▶ _Stated goal 1_
Restate word for word everything in the forum thread on smoking meat from "## foamheart (Jun" down to "if prepared properly.".

▶ _Passage given_
┄┄┄┄┄┄

If I brine its generally 18 to 36 hours. Under 18 I don't see any change, over 36/48 I can tell a texture difference in the meat. Remember all the things you are doing smoking, to be successful, are flexible. I use slightly less salt than sugar. I find that salt influences the osmosis more than the sugar, but the sugar does a little while offsetting the salt. I would rather have a slightly sweet meat than slightly salty. Sweet is not as detectable IMHO.


----------



## Teufelhunde (Jun 11, 2018)

crazzycajun said:


> remember poultry really doesn’t benefit from the low and slow.



I might beg to differ here.....Did a turkey breast on the PG500 over the weekend that was injected with a homemade injection of lemon juice, butter and a few other goodies, cooked at 200, then 225 when it stalled at 160, took it to 170 and it literally melted in your mouth....I think likely the best turkey I have ever eaten.....

Lon


----------



## foamheart (Jun 12, 2018)

Teufelhunde said:


> I might beg to differ here.....Did a turkey breast on the PG500 over the weekend that was injected with a homemade injection of lemon juice, butter and a few other goodies, cooked at 200, then 225 when it stalled at 160, took it to 170 and it literally melted in your mouth....I think likely the best turkey I have ever eaten.....
> 
> Lon



Low and slow is smoking. But after a lot of poultry higher heat more easily makes a crackly skin. Note I say more easily, you can still get a nice skin at lower heat if prepared properly.

I really normally don't try high heat (250+ IMHO), I am more a 220 kinda guy. I can vary but normally don't see the need. I do most all my smokes at 220 and my smoker just percolates with a smile on its face. When you change one variable like heat then you have others to take into consideration also.

┄┄┄┄┄┄

▶ _Stated goal 2_
Quote everything in the entries from the line containing "-- select a point on the dark jacket" down to the line containing "[(100, 162), (630, 98)]", leaving the picture out.

▶ _Dataset_
┄┄┄┄┄┄

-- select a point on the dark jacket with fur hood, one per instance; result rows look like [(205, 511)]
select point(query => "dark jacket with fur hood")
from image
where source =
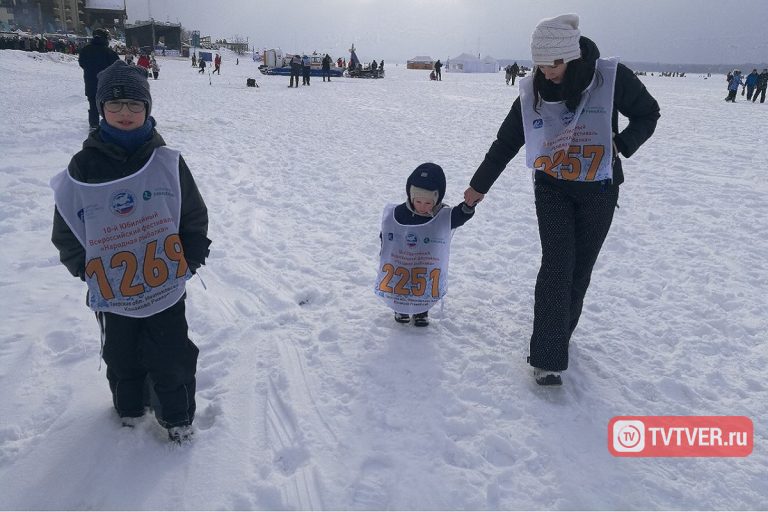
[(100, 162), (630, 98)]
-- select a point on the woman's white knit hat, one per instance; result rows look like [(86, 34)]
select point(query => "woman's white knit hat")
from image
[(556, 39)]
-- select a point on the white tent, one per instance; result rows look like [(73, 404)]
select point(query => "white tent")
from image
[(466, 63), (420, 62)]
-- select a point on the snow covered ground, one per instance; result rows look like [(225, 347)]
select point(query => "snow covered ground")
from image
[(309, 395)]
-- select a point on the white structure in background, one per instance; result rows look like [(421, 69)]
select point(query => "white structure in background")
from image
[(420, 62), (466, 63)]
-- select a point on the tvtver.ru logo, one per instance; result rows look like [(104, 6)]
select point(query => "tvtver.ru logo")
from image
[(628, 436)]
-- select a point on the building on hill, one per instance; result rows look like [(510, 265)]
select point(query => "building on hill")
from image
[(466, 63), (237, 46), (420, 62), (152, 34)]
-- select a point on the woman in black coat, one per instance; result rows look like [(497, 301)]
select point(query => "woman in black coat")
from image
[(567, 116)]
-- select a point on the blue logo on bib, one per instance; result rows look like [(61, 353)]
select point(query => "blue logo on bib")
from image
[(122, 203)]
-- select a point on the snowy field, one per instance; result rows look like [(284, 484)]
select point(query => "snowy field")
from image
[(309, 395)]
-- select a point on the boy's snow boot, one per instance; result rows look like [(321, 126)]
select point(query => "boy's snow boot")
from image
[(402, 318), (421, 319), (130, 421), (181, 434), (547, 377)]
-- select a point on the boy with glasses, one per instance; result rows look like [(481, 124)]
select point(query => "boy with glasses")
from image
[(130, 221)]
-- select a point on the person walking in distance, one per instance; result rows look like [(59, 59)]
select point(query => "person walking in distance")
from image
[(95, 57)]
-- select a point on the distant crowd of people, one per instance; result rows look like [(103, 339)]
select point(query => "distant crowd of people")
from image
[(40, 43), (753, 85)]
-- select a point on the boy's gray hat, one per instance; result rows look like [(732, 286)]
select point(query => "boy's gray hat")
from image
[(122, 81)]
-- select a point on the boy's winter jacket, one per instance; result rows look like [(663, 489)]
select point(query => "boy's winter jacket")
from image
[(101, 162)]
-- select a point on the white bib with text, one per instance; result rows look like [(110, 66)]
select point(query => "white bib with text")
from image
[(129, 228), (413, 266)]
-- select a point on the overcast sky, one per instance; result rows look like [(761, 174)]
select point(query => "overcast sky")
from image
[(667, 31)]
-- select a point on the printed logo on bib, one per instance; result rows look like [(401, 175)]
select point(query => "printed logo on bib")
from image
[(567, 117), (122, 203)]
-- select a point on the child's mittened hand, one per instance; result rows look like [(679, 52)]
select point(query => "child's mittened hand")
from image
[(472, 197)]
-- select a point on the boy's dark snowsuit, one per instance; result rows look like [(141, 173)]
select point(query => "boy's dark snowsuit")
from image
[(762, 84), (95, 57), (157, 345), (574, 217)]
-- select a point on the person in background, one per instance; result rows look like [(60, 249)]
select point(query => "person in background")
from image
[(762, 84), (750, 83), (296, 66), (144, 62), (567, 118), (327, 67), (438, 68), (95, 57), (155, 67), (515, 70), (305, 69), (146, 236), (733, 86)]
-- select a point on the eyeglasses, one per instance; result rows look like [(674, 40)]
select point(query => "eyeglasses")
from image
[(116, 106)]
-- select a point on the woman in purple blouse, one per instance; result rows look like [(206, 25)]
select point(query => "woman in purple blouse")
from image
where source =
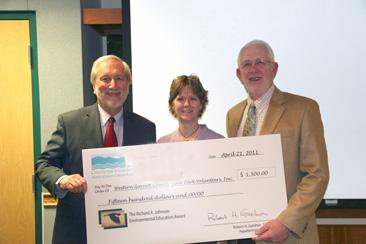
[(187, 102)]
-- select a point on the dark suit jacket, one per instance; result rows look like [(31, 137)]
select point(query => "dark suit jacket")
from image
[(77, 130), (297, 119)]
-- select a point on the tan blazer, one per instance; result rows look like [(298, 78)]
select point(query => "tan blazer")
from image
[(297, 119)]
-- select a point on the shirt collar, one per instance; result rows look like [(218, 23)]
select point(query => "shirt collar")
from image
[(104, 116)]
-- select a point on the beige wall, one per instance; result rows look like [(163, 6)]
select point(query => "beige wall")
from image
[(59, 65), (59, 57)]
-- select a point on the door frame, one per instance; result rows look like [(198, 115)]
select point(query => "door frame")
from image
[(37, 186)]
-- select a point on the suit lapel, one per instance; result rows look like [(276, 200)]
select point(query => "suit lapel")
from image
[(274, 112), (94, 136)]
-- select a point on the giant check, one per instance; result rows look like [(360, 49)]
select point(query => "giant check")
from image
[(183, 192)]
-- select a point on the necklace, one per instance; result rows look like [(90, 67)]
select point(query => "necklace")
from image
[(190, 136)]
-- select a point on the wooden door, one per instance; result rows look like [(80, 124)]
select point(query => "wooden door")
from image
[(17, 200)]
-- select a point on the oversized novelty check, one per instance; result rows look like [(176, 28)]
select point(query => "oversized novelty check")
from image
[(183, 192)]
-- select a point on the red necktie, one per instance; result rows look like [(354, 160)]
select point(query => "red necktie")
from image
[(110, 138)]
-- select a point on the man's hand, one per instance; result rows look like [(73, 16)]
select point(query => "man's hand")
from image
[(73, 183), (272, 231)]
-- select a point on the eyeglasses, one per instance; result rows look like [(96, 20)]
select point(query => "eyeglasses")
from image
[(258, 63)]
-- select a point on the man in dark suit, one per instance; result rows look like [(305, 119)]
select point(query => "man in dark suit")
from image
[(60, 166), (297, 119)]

┄┄┄┄┄┄

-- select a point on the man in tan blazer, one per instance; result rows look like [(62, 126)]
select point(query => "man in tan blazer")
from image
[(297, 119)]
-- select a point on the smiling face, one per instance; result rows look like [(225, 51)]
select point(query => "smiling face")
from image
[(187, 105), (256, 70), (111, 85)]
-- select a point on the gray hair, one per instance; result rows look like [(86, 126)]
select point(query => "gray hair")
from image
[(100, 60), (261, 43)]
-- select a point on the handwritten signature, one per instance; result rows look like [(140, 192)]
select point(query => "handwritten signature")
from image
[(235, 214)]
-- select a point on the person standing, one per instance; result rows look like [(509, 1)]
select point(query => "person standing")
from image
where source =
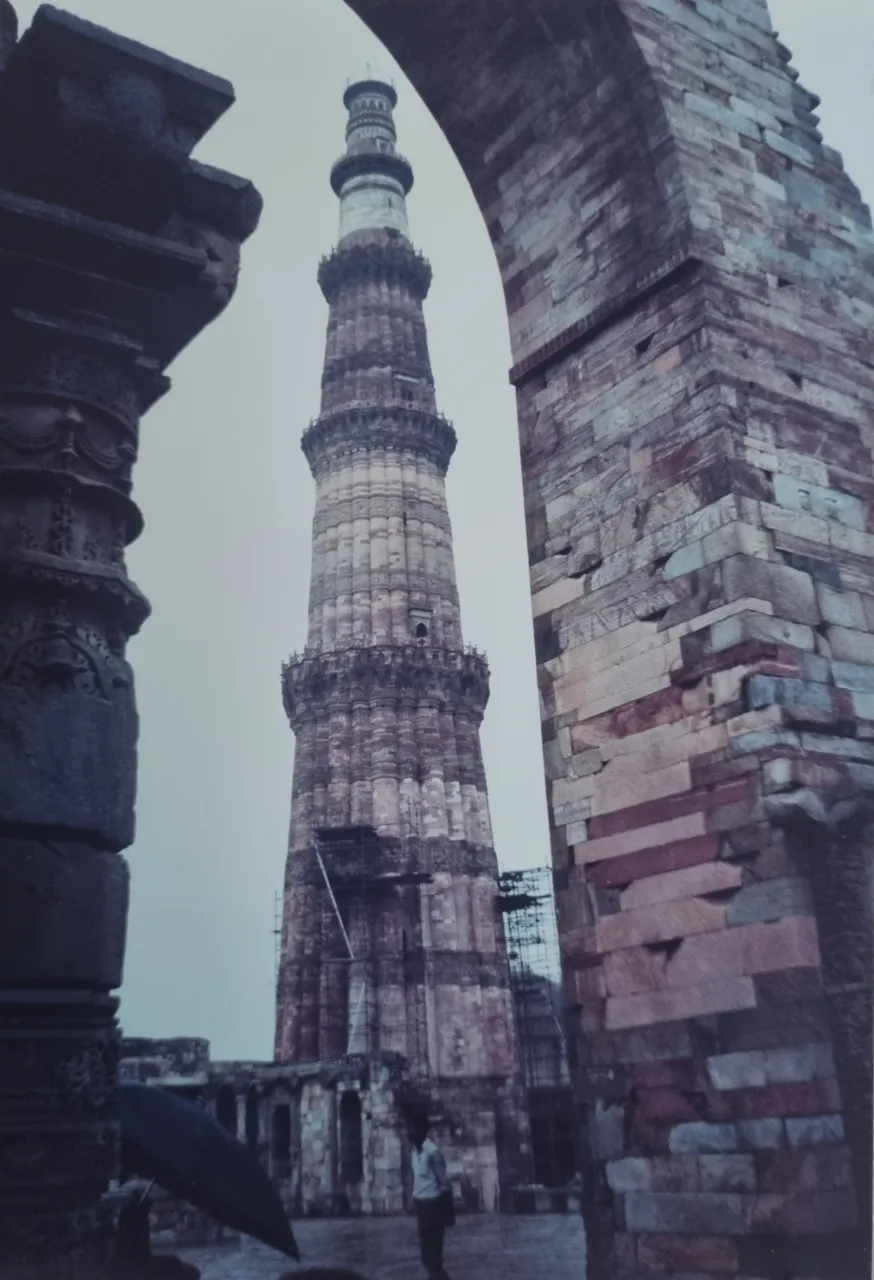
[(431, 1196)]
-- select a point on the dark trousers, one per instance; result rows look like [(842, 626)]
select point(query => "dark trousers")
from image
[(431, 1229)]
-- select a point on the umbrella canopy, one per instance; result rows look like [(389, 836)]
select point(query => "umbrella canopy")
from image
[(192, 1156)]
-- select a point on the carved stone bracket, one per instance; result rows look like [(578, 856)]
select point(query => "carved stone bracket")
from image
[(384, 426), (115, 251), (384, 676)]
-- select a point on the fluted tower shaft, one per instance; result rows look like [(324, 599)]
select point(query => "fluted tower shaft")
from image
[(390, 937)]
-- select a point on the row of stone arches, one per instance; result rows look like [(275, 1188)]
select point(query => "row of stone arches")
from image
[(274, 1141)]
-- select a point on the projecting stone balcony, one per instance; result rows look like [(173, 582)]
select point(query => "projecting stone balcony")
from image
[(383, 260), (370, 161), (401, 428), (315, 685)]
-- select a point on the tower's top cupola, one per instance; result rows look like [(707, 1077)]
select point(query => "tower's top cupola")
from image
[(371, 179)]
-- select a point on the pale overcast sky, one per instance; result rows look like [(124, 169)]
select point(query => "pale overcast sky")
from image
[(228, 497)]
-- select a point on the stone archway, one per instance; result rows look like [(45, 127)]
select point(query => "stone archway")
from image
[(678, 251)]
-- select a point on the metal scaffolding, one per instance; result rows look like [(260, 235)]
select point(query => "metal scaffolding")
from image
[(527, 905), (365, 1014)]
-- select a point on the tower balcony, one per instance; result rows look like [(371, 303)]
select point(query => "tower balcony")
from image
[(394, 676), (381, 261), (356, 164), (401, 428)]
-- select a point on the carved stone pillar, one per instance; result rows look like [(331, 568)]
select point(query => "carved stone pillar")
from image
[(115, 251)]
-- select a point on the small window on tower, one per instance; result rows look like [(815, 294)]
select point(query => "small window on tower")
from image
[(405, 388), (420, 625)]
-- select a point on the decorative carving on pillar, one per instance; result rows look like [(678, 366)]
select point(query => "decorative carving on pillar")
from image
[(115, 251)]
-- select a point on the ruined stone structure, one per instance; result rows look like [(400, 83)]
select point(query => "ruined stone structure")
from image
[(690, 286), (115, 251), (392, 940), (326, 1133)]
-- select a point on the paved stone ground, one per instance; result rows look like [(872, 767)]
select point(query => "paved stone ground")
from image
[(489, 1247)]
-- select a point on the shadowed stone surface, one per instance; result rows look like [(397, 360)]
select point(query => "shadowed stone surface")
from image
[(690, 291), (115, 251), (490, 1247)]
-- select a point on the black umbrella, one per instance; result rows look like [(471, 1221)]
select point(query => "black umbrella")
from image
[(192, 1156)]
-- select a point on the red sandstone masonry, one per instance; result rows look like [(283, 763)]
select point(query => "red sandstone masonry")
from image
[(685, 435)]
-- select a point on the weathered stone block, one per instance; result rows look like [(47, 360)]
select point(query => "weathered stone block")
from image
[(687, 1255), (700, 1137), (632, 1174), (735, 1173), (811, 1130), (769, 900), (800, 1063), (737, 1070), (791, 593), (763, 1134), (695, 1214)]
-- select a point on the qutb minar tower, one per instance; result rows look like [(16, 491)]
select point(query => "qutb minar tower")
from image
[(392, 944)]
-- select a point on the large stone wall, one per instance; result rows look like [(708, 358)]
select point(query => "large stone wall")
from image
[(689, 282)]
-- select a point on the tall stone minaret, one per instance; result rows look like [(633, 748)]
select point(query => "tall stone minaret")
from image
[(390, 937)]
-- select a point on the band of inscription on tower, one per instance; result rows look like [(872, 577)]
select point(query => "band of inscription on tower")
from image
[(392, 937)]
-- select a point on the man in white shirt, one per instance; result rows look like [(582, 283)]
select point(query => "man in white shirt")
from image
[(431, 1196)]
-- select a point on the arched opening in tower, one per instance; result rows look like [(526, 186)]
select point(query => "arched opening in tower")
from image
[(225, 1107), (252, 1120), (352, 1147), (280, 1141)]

┄┄┄┄┄┄

▶ _Written answer 1_
## foamheart (Jun 12, 2018)

Teufelhunde said:


> I might beg to differ here.....Did a turkey breast on the PG500 over the weekend that was injected with a homemade injection of lemon juice, butter and a few other goodies, cooked at 200, then 225 when it stalled at 160, took it to 170 and it literally melted in your mouth....I think likely the best turkey I have ever eaten.....
> 
> Lon



Low and slow is smoking. But after a lot of poultry higher heat more easily makes a crackly skin. Note I say more easily, you can still get a nice skin at lower heat if prepared properly.

▶ _Written answer 2_
-- select a point on the dark jacket with fur hood, one per instance; result rows look like [(205, 511)]
select point(query => "dark jacket with fur hood")
from image
where source =
[(100, 162), (630, 98)]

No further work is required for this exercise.